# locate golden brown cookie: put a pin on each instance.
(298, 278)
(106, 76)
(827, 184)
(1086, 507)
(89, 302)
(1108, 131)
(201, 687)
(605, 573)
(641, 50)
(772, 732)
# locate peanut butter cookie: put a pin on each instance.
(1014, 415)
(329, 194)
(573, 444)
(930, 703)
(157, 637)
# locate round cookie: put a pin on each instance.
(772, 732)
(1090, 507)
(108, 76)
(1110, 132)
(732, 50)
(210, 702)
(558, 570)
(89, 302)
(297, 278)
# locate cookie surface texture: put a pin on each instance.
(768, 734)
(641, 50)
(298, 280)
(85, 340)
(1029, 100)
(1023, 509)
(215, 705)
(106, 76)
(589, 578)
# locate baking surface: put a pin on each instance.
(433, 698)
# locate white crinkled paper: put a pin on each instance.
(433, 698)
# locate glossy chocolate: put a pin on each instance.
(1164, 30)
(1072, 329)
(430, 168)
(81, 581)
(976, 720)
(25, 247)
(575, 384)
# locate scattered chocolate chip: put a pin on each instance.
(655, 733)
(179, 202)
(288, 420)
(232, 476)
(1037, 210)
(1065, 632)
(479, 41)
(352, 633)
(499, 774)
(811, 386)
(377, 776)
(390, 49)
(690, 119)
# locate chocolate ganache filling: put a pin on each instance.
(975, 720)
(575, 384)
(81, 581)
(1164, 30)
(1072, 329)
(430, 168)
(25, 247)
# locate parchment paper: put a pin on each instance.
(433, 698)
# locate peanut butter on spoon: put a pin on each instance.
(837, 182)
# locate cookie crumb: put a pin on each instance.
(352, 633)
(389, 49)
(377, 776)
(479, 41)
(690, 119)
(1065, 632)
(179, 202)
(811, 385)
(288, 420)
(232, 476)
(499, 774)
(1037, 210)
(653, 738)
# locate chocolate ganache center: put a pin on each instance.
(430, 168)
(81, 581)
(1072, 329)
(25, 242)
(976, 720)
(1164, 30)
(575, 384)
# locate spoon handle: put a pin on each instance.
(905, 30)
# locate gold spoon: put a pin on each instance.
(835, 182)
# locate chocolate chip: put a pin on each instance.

▸ EXERCISE: Recast every one of the rows above as a JSON list of strings, with one string per line and blank lines omitted.

▸ COMPLETED TASK:
[
  "# locate golden brown cookie: put a pin on each instance.",
  "(298, 278)",
  "(106, 76)",
  "(827, 184)",
  "(1086, 507)",
  "(89, 302)",
  "(1108, 131)",
  "(201, 687)",
  "(605, 573)",
  "(641, 50)",
  "(772, 732)",
  "# locate peanut butter cookie: put a pin on each instance.",
  "(1014, 415)",
  "(329, 194)",
  "(573, 444)",
  "(930, 703)",
  "(157, 637)",
  "# locate round cookie: put a pin on each instance.",
  "(772, 732)",
  "(1090, 507)",
  "(108, 76)",
  "(1110, 132)",
  "(732, 50)",
  "(210, 702)",
  "(558, 570)",
  "(89, 302)",
  "(297, 278)",
  "# locate cookie surface texture: put a pin on each instance.",
  "(768, 734)",
  "(641, 50)",
  "(298, 280)",
  "(85, 340)",
  "(1029, 100)",
  "(1023, 509)",
  "(215, 705)",
  "(106, 76)",
  "(589, 578)",
  "# locate baking surface: put a pin on each instance.",
  "(433, 698)",
  "# locate white crinkled paper: put a pin on each instance.",
  "(433, 698)",
  "# locate glossy chocolate: put a pin on each instance.",
  "(1164, 30)",
  "(1072, 329)",
  "(430, 168)",
  "(81, 581)",
  "(976, 720)",
  "(25, 247)",
  "(575, 384)",
  "# locate scattered chocolate chip: put a pin on each instance.",
  "(655, 733)",
  "(179, 202)",
  "(288, 420)",
  "(232, 476)",
  "(1037, 210)",
  "(1065, 632)",
  "(479, 41)",
  "(352, 633)",
  "(499, 774)",
  "(811, 386)",
  "(377, 776)",
  "(390, 49)",
  "(690, 119)",
  "# locate chocolate ganache filling: put a pin on each instance.",
  "(975, 720)",
  "(575, 384)",
  "(81, 581)",
  "(1164, 30)",
  "(1072, 329)",
  "(430, 168)",
  "(25, 247)",
  "# locate parchment paper: put a pin on each instance.",
  "(433, 698)",
  "# locate peanut butter on spoon: put a pin on each instance.",
  "(837, 182)",
  "# locate cookie crumb: put a pin on each instance.",
  "(352, 633)",
  "(389, 49)",
  "(377, 776)",
  "(479, 41)",
  "(690, 119)",
  "(1065, 632)",
  "(179, 202)",
  "(811, 385)",
  "(288, 420)",
  "(232, 476)",
  "(499, 774)",
  "(1037, 210)",
  "(653, 738)",
  "# locate chocolate ganache center: put a pin on each instance.",
  "(430, 168)",
  "(81, 581)",
  "(1072, 329)",
  "(25, 242)",
  "(976, 720)",
  "(1164, 30)",
  "(575, 384)",
  "# locate spoon handle: put a pin on each instance.",
  "(905, 30)",
  "# locate gold spoon: put a pin on each instance.",
  "(835, 182)",
  "# locate chocolate chip: put a pin on each instance."
]